[PATCH] Xor reassociation

[Shuxin Yang]

Hi, Pete:

    Thank you so much for the quick response.

    The purpose of rule 1 is twofold:
   1) when c1 = c, (x|c1) ^ c2 => x & ~c1, actually I only catch the case.
   2) it is used to prove rule 3

   As to the copy-constructor,  there is a non-plain-old-data in the 
class, without copy-constructor,
while it is ok for now, but could present a potential problem for the 
future.

Thank you again! Have a nice weekend!

Shuxin


On 3/29/13 6:24 PM, Peter Cooper wrote:
> Hi Shuxin
>
> At first. Look I couldn't see a reason for rule 1 as it doesn't reduce the number of instructions. Is it there to canonical use things or did you you find the & exposed more opportunity to remove unused bits from expressions. Just curious.

—————

**Written exercise 1**
Transcribe the Xor reassociation email from "The purpose of" to "a nice weekend!".
**Written exercise 2**
In the Xor reassociation email, what is the second purpose given for rule 1?
**Written exercise 3**
Continue the Xor reassociation email past its final sentence.

**Dataset excerpt**
—————

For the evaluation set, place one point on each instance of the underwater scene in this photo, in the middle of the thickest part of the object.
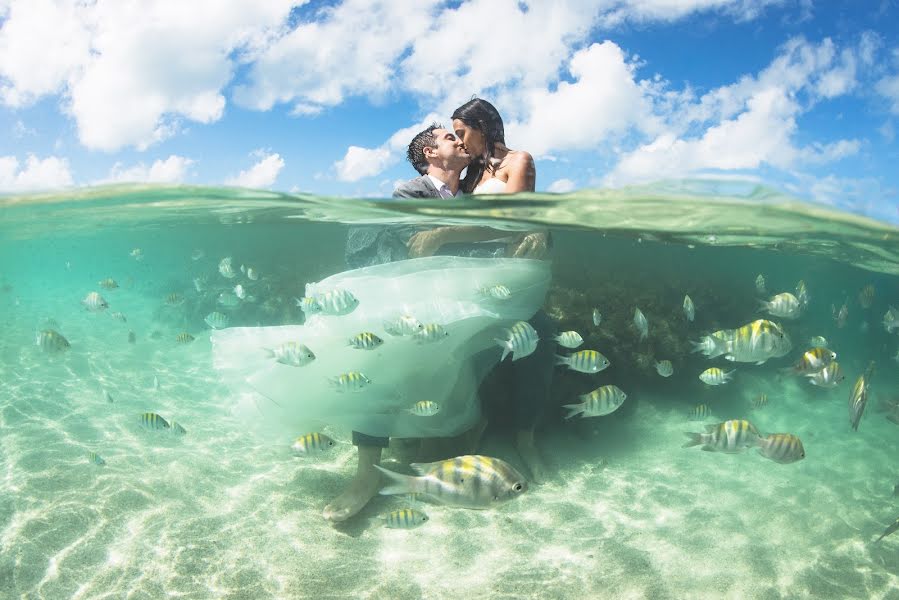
(695, 395)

—————

**Expected output 1**
The purpose of rule 1 is twofold:
   1) when c1 = c, (x|c1) ^ c2 => x & ~c1, actually I only catch the case.
   2) it is used to prove rule 3

   As to the copy-constructor,  there is a non-plain-old-data in the 
class, without copy-constructor,
while it is ok for now, but could present a potential problem for the 
future.

Thank you again! Have a nice weekend!

**Expected output 2**
It is used to prove rule 3.

**Expected output 3**
>
> Only comment on the patch is that I couldn't see a need for the copy constrictor. Otherwise LGTM.
>
> Thanks
> Pete
>
> Sent from my iPhone
>
> On Mar 29, 2013, at 5:37 PM, Shuxin Yang <shuxin.llvm at gmail.com> wrote:
>
>> Sorry, forget adding "RUN:" command to the testing *.ll file.
>> Updated patch is attached to this mail.
>>
>> On 3/29/13 5:17 PM, Shuxin Yang wrote:
>>> Hi, There:
>>>
>>>   The attached patch is about xor-reaasociation. It is based on following rules:
>>>
>>>   rule 1: (x | c1) ^ c2 => (x & ~c1) ^ (c1^c2)
>>>   rule 2: (x & c1) ^ (x & c2) = (x & (c1^c2))
>>>   rule 3: (x | c1) ^ (x | c2) = (x & c3) ^ c3 where c3 = c1 ^ c2
>>>   rule 4: (x | c1) ^ (x & c2) => (x & c3) ^ c1, where c3 = ~c1 ^ c2
>>>
>>>   This change reduce the code size (in terms of # of bitcode instructions) of an application
>>> by 8.9% (64673 vs 58893). I have not got chance to measure performance/code-size impact on
>>> other benchmarks. So far the testing only focus on correctness.
>>>
>>>   Thank you for code review.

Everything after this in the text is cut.